• **TASK TO COMPLETE**
Copy out the records below exactly as they appear.

• **MATERIAL TO PROCESS**

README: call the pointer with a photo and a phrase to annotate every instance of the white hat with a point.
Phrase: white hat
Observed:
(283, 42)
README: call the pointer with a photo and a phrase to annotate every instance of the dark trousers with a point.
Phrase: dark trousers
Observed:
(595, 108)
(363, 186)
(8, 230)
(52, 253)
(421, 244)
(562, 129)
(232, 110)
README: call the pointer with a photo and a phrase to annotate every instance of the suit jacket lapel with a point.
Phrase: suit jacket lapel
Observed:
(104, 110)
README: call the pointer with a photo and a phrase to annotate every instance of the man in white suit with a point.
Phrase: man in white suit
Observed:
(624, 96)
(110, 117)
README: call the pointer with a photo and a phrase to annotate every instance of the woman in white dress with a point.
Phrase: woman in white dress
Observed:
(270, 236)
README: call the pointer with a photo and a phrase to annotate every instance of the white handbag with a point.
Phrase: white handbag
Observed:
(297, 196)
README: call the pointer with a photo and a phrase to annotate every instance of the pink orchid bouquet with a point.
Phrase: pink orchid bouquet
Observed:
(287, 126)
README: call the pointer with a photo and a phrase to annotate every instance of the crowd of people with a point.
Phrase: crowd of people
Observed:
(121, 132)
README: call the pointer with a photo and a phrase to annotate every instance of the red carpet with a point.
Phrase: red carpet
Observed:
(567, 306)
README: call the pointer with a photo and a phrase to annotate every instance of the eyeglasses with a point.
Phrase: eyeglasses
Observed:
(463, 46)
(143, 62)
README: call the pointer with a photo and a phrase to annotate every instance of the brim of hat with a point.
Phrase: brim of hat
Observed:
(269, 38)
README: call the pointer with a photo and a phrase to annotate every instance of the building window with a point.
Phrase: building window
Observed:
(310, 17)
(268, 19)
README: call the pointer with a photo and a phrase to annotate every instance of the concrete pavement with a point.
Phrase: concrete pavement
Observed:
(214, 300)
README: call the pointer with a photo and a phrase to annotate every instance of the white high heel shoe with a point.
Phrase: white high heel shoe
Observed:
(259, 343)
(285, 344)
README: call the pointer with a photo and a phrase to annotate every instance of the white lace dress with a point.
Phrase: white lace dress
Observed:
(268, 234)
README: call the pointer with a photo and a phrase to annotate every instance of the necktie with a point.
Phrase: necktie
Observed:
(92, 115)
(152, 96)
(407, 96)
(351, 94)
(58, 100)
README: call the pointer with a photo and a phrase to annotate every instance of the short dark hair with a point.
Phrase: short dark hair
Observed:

• **THE ANSWER**
README: call the pointer with a photo and a phrase to annotate every instance of the white hat with a point.
Phrase: white hat
Observed:
(283, 42)
README: call the pointer with a photo and a phrase to annotate every instance of the dark trousers with a point.
Phrase: dark trousers
Observed:
(595, 108)
(363, 186)
(8, 230)
(52, 253)
(421, 244)
(562, 129)
(232, 110)
README: call the pointer with a photo and a phrase to annotate every instance of the suit jacket lapel with a point.
Phrase: suit jacket lapel
Observed:
(104, 110)
README: call the pointer with a photo and a phrase to annotate every instance of the man in white suit with a point.
Phrase: man in white suit
Observed:
(624, 96)
(110, 117)
README: call the pointer with a photo and a phrase to annotate every instance of the woman in white dress with a point.
Phrase: woman in white dress
Observed:
(270, 236)
README: call the pointer with a photo and a phrase to annotate every instance of the white handbag with a point.
Phrase: white handbag
Observed:
(297, 196)
README: call the pointer with a photo and a phrase to annotate every instance of the pink orchid bouquet with a point.
Phrase: pink orchid bouquet
Observed:
(287, 126)
README: call the pointer with a photo and a phrase to annotate every instance of the crowd of people with a point.
Phrase: crowd of people
Observed:
(121, 132)
README: call the pointer with a photo and a phrase to annotate every instance of the red carpet with a point.
Phrase: red carpet
Observed:
(567, 306)
README: call the pointer with a photo and a phrase to annotate every instance of the eyeglasses with a point.
Phrase: eyeglasses
Observed:
(463, 46)
(143, 62)
README: call the pointer with a photo and a phrase to annotate every instance of the brim of hat with a point.
Phrase: brim of hat
Observed:
(269, 38)
README: call the pointer with a photo and a phrase to annotate every instance of the building window with a point.
Phrase: building window
Observed:
(310, 17)
(268, 19)
README: call the pointer with a photo and a phrase to annotate every instance of the concrete pavement with a point.
Phrase: concrete pavement
Observed:
(214, 300)
README: call the pointer with a photo and a phrase to annotate every instance of the white high heel shoe with a point.
Phrase: white high heel shoe
Observed:
(259, 343)
(285, 344)
README: call the pointer with a photo and a phrase to annotate every instance of the white lace dress with a point.
Phrase: white lace dress
Observed:
(268, 234)
README: call the pointer with a photo and a phrase to annotate every instance of the necktie with a point.
Phrase: necktie
Observed:
(92, 115)
(152, 96)
(407, 96)
(351, 94)
(58, 100)
README: call the pointer with a photo and a phrase to annotate every instance of the short dark hair with a point.
Phrase: short dark hair
Observed:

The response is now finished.